» Dataset entries:
= = = =

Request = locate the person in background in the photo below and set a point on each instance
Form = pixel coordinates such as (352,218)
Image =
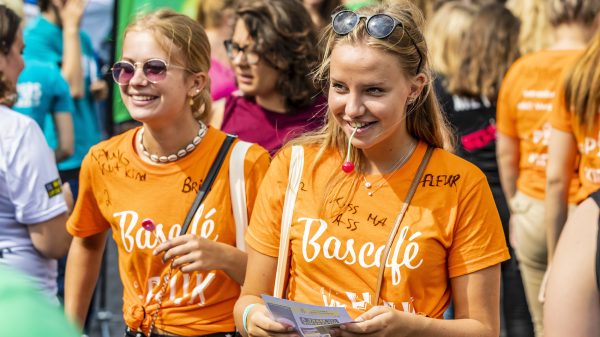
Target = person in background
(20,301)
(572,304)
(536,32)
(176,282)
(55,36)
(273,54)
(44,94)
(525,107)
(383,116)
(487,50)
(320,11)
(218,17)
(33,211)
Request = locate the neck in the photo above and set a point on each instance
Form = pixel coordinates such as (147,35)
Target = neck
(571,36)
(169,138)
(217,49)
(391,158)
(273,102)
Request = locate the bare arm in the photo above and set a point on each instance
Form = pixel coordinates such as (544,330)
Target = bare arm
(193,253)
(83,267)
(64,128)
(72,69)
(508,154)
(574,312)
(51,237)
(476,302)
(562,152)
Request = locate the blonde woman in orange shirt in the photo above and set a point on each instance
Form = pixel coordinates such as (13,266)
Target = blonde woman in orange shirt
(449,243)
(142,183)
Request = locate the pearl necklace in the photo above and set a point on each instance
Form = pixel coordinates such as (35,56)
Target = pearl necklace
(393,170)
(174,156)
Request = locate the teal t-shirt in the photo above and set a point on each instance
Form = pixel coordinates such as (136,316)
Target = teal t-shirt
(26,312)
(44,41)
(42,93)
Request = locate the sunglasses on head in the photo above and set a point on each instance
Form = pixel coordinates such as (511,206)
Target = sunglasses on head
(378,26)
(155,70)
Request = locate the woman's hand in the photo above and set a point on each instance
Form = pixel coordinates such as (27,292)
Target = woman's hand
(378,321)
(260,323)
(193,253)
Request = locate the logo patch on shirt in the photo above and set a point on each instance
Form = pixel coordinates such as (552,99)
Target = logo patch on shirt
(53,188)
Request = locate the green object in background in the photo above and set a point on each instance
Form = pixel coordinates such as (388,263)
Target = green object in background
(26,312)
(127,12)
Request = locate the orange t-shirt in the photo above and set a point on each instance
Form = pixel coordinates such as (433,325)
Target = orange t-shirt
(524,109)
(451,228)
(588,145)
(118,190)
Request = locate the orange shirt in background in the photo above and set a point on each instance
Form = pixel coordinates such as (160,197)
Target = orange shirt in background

= = = =

Could you set down exactly the lines above, from the one containing "Target = neck" through the last, including both and nothing else?

Target = neck
(571,36)
(169,138)
(217,49)
(391,158)
(273,102)
Request = locate the bare arm in the photo above and set a point on each instance
Form = pixel coordinates such as (544,330)
Target = bare arm
(193,253)
(83,267)
(64,128)
(72,69)
(508,154)
(574,312)
(51,237)
(476,302)
(562,152)
Request = locate the blonde woman in orange shirt in the photo above and set a point on each instance
Form = pixel coordinates such as (13,266)
Target = blonde woman in orange shirt
(449,243)
(142,183)
Request = locate the pearl necklace in the photo above and set a point on each instance
Form = pixel coordinates such as (35,56)
Target = pearl necklace
(393,170)
(174,156)
Request = locate the teal t-shirt in the photo above and set a point on each instance
Form = pixel coordinates such as (136,316)
Target = teal t-shirt
(26,312)
(44,41)
(42,93)
Request = locate the sunglasses on head in the photo above and set a point on each instance
Form = pixel coordinates such as (511,206)
Target = sunglasses on head
(378,26)
(155,70)
Request = locate the woman's hand in the photo above and set a point on each instance
Form = pixel coordinates such as (27,292)
Target = woman's hand
(378,321)
(260,323)
(193,253)
Request = locate the logo patch on shirt in the photo above and set a point on each instance
Form = pixel coordinates such as (552,99)
Target = logo patch on shirt
(53,188)
Request = locate the green object in background in the photo above and set a point on each instance
Form = pixel coordinates such as (388,263)
Target = green object in background
(26,312)
(127,12)
Request = locate the orange t-shirt in the photo above and set a point on each instance
Form = pixel coordinates such as (433,325)
Target = orange t-shirt
(524,109)
(451,228)
(588,145)
(118,190)
Request = locate the orange shirt in background in the photo above and set a point on each instance
Form = pixel coordinates such as (160,197)
Target = orange shirt in background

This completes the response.